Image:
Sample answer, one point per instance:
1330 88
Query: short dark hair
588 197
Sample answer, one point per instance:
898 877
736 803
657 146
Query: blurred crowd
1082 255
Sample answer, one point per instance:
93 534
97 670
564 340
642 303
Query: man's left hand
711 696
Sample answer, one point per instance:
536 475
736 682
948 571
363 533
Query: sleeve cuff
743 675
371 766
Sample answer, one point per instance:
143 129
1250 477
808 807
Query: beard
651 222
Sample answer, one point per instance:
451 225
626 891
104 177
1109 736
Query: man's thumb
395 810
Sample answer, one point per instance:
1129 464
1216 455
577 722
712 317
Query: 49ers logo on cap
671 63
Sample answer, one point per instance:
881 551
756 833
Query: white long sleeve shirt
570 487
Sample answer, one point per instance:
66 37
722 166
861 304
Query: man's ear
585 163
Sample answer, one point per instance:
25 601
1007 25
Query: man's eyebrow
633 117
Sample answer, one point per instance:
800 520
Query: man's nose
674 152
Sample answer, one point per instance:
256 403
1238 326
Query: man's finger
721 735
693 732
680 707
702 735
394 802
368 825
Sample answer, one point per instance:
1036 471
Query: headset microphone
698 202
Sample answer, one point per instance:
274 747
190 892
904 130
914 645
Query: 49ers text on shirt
--*--
**What is needed:**
Copy all of the data above character for character, keeping every line in its original order.

**Response to the exercise:**
Image:
Sample answer, one point per instance:
1330 88
Query: short dark hair
588 197
Sample answer, one point per instance:
898 877
736 803
657 146
Query: blurred crowd
1082 255
Sample answer, one point per instance:
93 534
97 670
564 340
642 303
Query: man's left hand
711 696
Sample answer, one point per instance:
536 475
736 682
948 571
363 533
Query: sleeve cuff
743 675
371 766
Sample answer, one point per instance:
143 129
1250 477
808 807
Query: beard
651 222
Sample answer, one point per instance:
451 225
626 891
104 177
1109 736
Query: man's thumb
395 810
Sample answer, one point per instance:
1129 464
1216 455
577 722
712 317
Query: 49ers logo on cap
671 63
Sample answer, one point per instance:
881 551
756 833
Query: white long sleeve shirt
570 487
Sample answer, one point per instance:
66 37
722 166
861 304
Query: man's ear
585 163
Sample answer, one point per instance:
25 601
1007 25
Query: man's eyebrow
633 117
Sample answer, one point per instance:
800 520
Query: man's nose
674 152
Sample answer, one point per instance:
256 403
1238 326
Query: man's finger
721 735
693 732
680 707
702 735
394 802
368 825
Sample answer, one point per instance:
1036 471
Query: headset microphone
698 202
Sample answer, one point per instance:
274 747
190 892
904 130
914 645
Query: 49ers text on shirt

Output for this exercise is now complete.